Given task – Extract each of the lines below that contains the string "field", treating uppercase and lowercase letters as different.

## START

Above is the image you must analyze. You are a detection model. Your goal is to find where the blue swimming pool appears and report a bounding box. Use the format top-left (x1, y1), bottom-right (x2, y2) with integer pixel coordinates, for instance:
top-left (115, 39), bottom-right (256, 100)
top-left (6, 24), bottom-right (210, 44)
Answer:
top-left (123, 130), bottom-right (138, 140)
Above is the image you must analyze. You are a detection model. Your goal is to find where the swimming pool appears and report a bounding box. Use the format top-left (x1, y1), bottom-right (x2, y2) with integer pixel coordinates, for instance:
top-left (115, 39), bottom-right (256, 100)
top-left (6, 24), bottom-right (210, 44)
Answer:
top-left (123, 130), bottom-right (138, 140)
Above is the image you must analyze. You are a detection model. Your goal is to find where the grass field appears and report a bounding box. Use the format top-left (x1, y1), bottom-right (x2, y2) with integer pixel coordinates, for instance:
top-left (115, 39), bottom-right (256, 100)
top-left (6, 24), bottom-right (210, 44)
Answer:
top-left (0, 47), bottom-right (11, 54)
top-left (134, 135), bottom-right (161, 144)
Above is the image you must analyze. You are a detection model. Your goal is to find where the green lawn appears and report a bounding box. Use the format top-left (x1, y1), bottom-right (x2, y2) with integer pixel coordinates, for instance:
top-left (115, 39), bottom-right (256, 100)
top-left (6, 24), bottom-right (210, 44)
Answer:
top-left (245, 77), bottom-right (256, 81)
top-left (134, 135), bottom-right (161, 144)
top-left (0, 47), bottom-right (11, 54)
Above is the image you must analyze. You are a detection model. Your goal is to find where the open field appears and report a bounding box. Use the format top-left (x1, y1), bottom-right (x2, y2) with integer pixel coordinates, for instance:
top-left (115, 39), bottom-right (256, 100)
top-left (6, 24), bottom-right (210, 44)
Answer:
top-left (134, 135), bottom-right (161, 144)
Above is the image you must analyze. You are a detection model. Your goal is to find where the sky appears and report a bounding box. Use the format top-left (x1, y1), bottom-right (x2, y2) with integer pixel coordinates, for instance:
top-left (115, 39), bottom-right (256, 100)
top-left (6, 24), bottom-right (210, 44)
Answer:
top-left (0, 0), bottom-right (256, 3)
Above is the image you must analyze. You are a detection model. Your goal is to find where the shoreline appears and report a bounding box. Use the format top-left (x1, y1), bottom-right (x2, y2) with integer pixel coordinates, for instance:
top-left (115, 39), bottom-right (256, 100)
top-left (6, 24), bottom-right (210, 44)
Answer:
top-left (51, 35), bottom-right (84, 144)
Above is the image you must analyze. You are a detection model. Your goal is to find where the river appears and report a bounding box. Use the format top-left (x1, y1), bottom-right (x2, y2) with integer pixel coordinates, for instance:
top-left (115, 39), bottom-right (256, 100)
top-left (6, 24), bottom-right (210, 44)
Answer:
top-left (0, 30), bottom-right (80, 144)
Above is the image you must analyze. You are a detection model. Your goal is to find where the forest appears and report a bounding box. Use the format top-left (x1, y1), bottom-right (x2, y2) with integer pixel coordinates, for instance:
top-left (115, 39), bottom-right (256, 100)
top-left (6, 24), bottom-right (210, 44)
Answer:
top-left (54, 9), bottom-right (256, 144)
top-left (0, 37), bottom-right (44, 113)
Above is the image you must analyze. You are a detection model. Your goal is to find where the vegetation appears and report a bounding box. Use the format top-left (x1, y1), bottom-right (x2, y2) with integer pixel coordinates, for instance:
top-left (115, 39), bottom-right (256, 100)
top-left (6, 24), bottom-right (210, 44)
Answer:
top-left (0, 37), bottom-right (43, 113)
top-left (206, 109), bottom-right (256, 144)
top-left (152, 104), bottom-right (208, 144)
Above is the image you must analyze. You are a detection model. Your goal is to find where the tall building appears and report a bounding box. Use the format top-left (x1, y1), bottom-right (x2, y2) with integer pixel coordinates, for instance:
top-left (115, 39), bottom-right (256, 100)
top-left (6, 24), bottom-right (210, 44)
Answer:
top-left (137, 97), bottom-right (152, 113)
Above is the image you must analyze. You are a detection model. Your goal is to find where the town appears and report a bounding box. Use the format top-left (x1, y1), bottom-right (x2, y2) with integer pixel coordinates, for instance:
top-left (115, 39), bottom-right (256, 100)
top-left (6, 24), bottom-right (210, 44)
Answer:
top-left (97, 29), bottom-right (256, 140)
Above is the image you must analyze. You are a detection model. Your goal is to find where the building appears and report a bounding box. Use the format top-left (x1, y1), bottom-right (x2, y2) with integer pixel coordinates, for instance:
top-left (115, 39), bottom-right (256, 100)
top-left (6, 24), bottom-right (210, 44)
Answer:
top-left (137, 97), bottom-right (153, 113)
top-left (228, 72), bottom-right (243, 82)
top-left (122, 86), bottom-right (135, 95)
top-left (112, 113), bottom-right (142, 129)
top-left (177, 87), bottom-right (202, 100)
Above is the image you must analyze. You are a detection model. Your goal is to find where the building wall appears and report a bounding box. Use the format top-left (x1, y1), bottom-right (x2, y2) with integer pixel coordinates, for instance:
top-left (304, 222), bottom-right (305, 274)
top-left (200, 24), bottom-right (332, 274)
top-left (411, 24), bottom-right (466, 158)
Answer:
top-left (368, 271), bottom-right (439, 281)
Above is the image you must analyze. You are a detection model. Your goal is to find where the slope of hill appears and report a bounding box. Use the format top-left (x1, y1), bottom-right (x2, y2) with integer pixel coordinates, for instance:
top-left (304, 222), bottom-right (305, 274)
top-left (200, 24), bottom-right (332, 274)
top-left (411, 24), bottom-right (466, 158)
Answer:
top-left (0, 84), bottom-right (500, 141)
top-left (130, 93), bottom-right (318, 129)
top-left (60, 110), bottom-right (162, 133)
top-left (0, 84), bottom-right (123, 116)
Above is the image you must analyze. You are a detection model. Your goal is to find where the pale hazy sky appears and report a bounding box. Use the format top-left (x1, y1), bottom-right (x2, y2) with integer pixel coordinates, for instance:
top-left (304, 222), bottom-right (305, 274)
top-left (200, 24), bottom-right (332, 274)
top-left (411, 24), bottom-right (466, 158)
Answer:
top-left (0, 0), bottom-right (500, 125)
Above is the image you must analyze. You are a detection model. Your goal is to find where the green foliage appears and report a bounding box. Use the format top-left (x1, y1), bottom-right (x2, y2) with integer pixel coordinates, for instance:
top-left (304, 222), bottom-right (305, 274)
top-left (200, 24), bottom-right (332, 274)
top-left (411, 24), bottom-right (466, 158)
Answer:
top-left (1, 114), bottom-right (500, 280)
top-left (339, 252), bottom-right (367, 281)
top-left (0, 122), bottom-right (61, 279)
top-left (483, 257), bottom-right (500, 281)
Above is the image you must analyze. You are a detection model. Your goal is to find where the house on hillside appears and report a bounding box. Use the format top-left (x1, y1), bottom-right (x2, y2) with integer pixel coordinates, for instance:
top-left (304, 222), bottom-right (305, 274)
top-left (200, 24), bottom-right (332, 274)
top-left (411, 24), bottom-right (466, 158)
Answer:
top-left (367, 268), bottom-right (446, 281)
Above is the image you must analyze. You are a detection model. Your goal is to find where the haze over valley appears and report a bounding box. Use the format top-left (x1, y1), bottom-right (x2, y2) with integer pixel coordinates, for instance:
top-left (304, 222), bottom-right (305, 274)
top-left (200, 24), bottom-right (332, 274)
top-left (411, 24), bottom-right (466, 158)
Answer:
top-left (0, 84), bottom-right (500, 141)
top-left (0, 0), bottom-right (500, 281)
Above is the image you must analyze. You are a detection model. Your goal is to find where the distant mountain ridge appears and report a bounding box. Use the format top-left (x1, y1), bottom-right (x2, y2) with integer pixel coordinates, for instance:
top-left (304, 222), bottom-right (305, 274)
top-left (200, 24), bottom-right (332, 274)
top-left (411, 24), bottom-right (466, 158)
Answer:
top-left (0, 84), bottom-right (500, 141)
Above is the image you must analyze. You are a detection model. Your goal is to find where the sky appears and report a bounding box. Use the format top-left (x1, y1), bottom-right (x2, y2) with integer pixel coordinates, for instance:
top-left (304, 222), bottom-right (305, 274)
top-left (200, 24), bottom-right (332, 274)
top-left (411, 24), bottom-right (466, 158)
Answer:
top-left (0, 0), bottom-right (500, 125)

## END

Complete output –
Above is the image you must analyze. You are a detection model. Your goal is to find where the grass field appears and report a bounding box. Use the format top-left (x1, y1), bottom-right (x2, y2) with integer pixel coordinates, for instance:
Above is the image you must analyze. You are a detection model. Your goal is to find where the open field appears and report a bounding box. Use the format top-left (x1, y1), bottom-right (x2, y2) with integer pixel coordinates, for instance:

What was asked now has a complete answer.